» SOURCE DOCUMENT
****************

- Boutique Monaco in 2020
- Interactive map of the Boutique Monaco area

General information
- Location: 397, Seocho-daero, Seocho-gu, Seoul
- Coordinates: 37°29′50.28″N 127°1′28.76″E﻿ / ﻿37.4973000°N 127.0246556°E
- Year built: 2008

Height
- Height: 117 m (384 ft)

Technical details
- Floor count: 27
- Floor area: 54,844.94 m^{2} (590,346.0 ft^{2})

Design and construction
- Architect: Minsuk Cho
- Architecture firm: Mass Studies
- Main contractor: GS E&C

Website
- boutiquemonaco.co.kr

References

= Boutique Monaco =

Skyscraper in Seoul, South Korea

Boutique Monaco is a 117-metre, 27-storey residential skyscraper in the ward of Seocho-gu in Seoul. The 172-unit residential tower was developed by Bumwoo Co., Ltd. and designed by Minsuk Cho as the working title of "Missing Matrix". The lower five floors are retail and commercial facilities, and the officetel, a type of studio apartment in Korea, sits on the upper floors.

****************

» SUPPLIED DATA
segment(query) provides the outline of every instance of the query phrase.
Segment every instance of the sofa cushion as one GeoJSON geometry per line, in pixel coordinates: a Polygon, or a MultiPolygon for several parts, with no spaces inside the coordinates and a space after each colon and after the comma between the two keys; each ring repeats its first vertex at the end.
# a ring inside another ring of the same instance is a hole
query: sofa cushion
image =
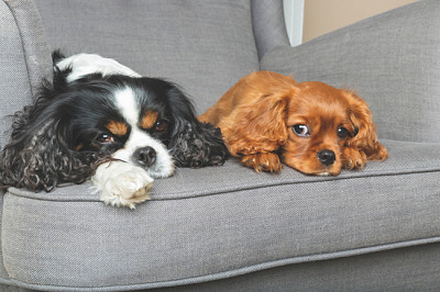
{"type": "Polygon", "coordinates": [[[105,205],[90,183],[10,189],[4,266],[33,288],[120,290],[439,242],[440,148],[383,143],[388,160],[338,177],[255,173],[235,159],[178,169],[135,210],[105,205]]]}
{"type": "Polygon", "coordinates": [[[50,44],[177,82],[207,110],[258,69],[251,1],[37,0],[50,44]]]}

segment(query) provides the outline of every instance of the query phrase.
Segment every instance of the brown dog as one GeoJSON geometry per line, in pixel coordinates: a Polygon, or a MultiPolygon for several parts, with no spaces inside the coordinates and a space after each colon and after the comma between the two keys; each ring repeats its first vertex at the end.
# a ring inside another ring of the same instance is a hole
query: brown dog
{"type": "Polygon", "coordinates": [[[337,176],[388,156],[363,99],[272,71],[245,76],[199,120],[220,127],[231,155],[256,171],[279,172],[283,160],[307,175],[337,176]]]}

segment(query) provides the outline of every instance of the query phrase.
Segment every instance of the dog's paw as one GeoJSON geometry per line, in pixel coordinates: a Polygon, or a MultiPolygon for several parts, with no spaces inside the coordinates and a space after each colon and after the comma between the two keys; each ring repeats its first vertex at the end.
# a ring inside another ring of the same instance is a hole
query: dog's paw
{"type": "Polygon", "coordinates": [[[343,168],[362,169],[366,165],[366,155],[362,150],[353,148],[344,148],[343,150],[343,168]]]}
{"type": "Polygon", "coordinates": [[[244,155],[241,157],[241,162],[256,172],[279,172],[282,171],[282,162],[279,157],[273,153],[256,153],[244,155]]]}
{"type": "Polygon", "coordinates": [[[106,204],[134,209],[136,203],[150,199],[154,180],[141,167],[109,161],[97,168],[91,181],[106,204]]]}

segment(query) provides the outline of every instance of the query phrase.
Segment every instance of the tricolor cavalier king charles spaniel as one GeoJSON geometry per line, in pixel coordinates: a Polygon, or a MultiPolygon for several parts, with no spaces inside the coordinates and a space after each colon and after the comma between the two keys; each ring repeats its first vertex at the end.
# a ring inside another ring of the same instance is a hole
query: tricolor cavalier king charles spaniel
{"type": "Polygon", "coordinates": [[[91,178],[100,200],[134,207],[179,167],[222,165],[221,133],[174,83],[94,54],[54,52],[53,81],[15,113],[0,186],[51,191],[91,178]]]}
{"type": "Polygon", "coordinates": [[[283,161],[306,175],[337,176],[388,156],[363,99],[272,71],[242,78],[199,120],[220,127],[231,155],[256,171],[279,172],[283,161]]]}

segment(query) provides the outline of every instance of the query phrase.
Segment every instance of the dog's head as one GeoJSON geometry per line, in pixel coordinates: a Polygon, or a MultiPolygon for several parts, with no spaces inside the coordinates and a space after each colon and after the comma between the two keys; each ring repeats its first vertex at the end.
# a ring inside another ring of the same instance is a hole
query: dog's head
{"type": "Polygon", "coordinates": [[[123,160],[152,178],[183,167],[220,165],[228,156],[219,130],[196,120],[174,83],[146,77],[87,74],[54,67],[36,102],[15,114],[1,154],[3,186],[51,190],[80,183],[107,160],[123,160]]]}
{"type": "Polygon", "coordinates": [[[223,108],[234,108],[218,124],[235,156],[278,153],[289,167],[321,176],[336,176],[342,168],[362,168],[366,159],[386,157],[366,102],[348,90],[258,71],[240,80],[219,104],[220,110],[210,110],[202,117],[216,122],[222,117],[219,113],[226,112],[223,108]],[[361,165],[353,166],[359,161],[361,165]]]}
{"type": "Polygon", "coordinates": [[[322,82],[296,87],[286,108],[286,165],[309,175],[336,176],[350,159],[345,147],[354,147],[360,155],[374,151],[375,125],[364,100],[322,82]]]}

****************

» PROBLEM TO WORK ON
Answer these from the Boutique Monaco text:
(a) What firm is listed as the architecture firm?
(b) In what year was the building built?
(c) How many residential units does the tower have?

» SOLUTION TO THIS EXERCISE
(a) Mass Studies
(b) 2008
(c) 172